Supplied text:
In addition to the gaming proper, we have a dinner the night before the Game Day and we also have a post-Game Day dinner at a restaurant near where the event takes place.  You are more than welcome to attend both and they are always a lot of fun.  The dinners give us a chance to chat about the events of Game Day, gaming or life in general in a setting where we aren't "on the clock" gamingwise.

One last thing for newcomers:  There is a lunch break scheduled from 2-3 PM (I know it's a bit late but you're certainly free to snack during the game if you like).  There will probably be pizza-by-the-slice available for purchase and there is a little "snack shop" down on the first floor of the building, but you may want to consider brown bagging it if those options are not to your liking.  Because of the parking situation it can be a bit of a pain to try and leave to go eat somewhere and then make it back for your next game at 3:00.

I'm looking forward to seeing everybody there and stay tuned to this thread and check the Game Day site every few days as I'm sure many more games will come available in the next few weeks!


----------



## Henry (Dec 22, 2004)

Castellan said:
			
		

> Is there anything special involved beyond signing up on the web site?
> 
> Any advice from veterans (or other august folk  )?




All you need to do is sign up on the web site, and come along when Jan 29th gets here! We'll be glad to have you all!

As for advice, if anyone named Rel walks in with a Rifle Case, he's not planning to shoot anyone.  Other than that, have fun! Attire is casual, In-game antics are expected, as is overhearing lots of Geek-speak.

Source material:

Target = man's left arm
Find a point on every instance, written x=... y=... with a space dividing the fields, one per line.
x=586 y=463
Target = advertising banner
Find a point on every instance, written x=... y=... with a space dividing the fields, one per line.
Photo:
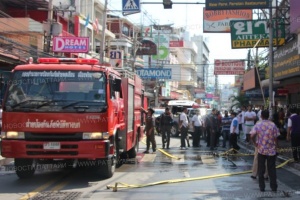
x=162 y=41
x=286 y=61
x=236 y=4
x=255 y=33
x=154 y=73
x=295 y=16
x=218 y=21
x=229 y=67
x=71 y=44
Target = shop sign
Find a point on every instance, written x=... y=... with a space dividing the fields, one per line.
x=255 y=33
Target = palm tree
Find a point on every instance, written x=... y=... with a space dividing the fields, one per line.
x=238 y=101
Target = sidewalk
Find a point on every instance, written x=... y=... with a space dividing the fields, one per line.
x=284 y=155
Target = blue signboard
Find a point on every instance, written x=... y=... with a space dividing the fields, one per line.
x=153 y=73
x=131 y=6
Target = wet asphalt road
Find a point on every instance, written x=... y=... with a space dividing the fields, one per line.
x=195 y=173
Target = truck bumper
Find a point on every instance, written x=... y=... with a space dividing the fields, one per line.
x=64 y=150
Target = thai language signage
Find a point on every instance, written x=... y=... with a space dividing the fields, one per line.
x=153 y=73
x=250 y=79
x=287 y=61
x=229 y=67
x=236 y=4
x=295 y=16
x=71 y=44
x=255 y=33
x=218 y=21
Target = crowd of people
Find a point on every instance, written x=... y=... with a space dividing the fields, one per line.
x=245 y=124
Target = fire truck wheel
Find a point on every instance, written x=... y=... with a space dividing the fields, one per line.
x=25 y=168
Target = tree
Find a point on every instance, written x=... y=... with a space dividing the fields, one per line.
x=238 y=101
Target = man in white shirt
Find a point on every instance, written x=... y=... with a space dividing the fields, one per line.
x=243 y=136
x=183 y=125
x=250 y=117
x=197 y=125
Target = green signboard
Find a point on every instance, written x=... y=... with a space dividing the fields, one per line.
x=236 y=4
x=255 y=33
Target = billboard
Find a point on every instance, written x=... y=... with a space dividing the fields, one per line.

Tasks and exercises:
**1)** In the records, starting at the line that contains "Target = man in white shirt" and ending at the end of the records, swap "instance" for "occurrence" and write those lines out again with nothing else altered.
**2)** Carry on the Game Day forum thread from the point where it stops.
The Game Day forum thread and the records are unrelated to each other.

Responses by task:
**1)**
Target = man in white shirt
Find a point on every occurrence, written x=... y=... with a space dividing the fields, one per line.
x=243 y=136
x=183 y=125
x=250 y=117
x=197 y=125
Target = green signboard
Find a point on every occurrence, written x=... y=... with a space dividing the fields, one per line.
x=236 y=4
x=255 y=33
Target = billboard
Find a point on every occurrence, written x=... y=... with a space dividing the fields, one per line.

**2)**
There's a pre-game get-together at Errico's Italian restaurant Friday Night at 7pm, then First game slot is 9 am to 2pm, lunch from 2 to 3, and second game from 3 to 8pm, followed by dinner, customarily at the Rock-ola Cafe. Every bit is of course optional. That should help frame the day's event schedule in your mind.


----------



## Piratecat (Dec 22, 2004)

How many folks do you guys normally have at the Game Days?


----------



## Rel (Dec 22, 2004)

Piratecat said:
			
		

> How many folks do you guys normally have at the Game Days?




We started out with about 20 at our first Game Day.  Since then things have grown considerably and expanded into other areas due primarily to our partnering with a local Con.  I anticipate that we'll have in the neighborhood of 50 or 60 roleplayers plus 20 to 30 people playing board games and such.  If you add in computer games (I don't know if they are going to be present at the upcoming game day or not) then I'd say total attendance could go to 100 or more.

Of these I'd guess that 30-40% come directly from ENWorld with the balance being friends of ENWorlders or local gamers brought in by their connection to Trinocon.


----------



## Gerzel (Dec 25, 2004)

*A Teaser or Berks in the Pit*

Here I'm going to give a look at two of the available Pre-Gen PC's I'll be offering for my evening game this coming January.  Not all their details are filled in and they are in my own style of notation which I'm told is fairly easy to read.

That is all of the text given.